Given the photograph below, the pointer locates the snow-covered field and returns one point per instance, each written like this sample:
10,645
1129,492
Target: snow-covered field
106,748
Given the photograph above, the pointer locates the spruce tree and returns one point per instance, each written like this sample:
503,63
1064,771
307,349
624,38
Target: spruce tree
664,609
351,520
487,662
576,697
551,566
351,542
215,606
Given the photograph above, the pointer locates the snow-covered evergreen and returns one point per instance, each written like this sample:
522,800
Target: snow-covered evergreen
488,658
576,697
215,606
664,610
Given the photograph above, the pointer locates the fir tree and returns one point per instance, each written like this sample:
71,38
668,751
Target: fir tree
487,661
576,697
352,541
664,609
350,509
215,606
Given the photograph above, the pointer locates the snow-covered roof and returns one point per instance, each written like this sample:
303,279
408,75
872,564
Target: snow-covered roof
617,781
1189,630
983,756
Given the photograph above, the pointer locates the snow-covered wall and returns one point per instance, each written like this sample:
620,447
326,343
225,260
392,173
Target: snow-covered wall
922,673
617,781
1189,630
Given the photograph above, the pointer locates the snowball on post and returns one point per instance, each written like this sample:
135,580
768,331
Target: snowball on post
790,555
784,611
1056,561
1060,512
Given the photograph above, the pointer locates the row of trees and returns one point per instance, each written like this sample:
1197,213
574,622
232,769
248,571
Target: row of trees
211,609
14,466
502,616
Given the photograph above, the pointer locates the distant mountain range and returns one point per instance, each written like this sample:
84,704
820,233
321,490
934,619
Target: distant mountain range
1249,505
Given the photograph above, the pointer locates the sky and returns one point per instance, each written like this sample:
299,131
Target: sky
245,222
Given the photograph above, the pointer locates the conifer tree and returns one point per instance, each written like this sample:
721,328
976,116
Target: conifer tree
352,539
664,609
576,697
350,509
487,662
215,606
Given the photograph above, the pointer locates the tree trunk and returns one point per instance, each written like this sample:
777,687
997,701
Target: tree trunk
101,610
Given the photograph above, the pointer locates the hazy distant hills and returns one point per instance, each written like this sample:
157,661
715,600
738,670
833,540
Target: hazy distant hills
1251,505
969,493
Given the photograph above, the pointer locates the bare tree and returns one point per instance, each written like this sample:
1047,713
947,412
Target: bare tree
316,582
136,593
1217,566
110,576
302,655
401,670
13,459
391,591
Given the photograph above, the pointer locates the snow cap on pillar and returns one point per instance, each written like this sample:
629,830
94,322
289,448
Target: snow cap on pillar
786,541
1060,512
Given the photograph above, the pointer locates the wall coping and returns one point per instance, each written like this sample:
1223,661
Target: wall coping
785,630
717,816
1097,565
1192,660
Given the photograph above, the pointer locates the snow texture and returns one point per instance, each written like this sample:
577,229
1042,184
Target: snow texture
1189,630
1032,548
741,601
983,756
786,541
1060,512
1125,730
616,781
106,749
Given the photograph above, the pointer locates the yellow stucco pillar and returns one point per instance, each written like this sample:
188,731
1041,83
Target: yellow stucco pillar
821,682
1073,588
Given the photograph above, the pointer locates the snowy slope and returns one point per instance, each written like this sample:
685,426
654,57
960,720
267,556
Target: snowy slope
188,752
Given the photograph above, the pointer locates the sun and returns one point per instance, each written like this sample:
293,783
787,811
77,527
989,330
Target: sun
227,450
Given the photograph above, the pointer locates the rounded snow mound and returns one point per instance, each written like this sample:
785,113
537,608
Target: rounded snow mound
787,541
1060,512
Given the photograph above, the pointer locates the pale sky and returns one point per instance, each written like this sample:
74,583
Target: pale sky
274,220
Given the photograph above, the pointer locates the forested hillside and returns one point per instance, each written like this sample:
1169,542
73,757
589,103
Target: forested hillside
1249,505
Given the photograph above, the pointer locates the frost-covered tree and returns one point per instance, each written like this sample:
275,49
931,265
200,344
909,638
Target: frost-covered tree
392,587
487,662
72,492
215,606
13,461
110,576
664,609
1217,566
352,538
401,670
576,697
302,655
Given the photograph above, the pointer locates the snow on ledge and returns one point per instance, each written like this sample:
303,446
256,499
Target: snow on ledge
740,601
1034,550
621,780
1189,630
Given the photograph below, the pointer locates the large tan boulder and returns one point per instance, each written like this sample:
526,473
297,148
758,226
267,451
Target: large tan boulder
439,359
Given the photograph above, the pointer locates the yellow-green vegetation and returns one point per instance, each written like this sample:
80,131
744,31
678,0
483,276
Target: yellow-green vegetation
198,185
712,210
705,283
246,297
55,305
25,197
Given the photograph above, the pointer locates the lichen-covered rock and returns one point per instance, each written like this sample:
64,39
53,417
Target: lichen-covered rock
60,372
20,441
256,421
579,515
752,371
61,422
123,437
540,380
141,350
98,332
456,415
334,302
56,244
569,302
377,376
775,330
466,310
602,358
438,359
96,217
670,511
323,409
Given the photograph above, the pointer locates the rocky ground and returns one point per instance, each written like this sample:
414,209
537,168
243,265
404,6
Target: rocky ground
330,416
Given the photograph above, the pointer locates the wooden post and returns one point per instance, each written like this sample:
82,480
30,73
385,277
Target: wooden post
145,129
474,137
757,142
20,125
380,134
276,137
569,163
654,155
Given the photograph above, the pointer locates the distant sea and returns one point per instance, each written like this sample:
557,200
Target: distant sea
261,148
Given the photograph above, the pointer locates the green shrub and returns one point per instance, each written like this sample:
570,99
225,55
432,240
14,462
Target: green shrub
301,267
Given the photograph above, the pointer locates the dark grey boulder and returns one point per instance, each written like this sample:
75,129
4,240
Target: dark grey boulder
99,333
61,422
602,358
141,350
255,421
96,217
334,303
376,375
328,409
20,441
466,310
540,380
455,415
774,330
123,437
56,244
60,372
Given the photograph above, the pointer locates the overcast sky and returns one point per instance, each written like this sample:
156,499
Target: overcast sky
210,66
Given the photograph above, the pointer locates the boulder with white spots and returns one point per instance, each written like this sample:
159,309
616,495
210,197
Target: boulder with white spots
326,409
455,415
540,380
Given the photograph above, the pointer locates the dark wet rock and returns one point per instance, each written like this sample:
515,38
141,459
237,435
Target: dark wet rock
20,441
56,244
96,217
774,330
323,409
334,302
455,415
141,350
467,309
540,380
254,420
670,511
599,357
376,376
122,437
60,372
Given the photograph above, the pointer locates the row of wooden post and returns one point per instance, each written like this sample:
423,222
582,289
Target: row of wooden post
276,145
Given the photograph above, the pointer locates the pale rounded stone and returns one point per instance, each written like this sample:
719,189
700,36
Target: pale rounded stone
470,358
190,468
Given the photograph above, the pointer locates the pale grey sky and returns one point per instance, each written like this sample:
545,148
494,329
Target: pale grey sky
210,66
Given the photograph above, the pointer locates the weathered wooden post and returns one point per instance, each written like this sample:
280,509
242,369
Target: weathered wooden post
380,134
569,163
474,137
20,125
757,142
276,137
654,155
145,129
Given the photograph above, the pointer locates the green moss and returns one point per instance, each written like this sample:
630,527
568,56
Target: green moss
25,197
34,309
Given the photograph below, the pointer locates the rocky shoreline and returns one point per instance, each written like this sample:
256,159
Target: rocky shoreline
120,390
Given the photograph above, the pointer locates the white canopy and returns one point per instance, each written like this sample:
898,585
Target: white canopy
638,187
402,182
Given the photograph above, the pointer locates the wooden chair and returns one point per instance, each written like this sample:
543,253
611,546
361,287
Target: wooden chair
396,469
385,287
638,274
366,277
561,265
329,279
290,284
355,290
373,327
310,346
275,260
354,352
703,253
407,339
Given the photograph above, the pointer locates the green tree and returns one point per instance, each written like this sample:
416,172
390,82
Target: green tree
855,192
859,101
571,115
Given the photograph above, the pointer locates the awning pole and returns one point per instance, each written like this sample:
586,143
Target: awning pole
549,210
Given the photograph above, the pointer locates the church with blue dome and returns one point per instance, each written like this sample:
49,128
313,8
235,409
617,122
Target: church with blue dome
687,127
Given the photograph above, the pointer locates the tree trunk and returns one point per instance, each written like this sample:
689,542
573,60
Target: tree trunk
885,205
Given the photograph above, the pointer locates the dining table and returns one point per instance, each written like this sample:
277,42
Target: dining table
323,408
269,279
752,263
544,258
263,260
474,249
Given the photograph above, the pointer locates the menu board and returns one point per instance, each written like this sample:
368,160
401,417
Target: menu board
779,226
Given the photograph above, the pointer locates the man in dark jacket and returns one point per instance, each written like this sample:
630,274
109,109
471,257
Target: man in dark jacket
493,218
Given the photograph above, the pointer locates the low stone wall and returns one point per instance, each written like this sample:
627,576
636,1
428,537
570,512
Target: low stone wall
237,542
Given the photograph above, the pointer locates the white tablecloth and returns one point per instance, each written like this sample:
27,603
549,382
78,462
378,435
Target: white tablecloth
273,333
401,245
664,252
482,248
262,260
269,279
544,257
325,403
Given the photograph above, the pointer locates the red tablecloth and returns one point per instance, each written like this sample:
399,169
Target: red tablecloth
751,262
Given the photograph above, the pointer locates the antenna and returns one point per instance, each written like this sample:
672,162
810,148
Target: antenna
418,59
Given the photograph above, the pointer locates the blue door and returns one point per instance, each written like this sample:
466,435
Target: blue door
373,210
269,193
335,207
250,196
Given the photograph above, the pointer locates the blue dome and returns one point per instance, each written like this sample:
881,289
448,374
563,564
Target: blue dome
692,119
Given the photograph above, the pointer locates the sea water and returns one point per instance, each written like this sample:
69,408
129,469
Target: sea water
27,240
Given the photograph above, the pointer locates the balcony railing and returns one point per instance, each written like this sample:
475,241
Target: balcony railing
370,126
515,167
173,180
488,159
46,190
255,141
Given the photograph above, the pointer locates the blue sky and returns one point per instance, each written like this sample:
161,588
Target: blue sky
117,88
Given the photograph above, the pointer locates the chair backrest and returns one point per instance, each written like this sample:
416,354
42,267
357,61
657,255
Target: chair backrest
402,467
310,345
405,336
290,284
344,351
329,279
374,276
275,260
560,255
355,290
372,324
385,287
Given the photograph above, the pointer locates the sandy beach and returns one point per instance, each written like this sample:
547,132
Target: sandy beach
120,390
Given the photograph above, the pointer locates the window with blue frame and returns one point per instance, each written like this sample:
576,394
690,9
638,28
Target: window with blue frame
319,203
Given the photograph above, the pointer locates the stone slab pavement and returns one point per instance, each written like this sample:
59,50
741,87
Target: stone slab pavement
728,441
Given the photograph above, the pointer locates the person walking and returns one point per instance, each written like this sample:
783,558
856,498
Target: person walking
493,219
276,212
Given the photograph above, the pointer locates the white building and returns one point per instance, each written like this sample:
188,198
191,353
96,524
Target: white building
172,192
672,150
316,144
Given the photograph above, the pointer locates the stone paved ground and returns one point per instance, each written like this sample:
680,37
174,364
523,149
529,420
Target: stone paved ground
--------------------------------
• _PROBLEM DETAILS_
Select all lines with the word "paved" from the entries above.

• _ANSWER TO THIS PROBLEM_
Given the photograph above, the pointer locates the stone paved ground and returns one point per instance, each written like this sample:
Target: stone paved ground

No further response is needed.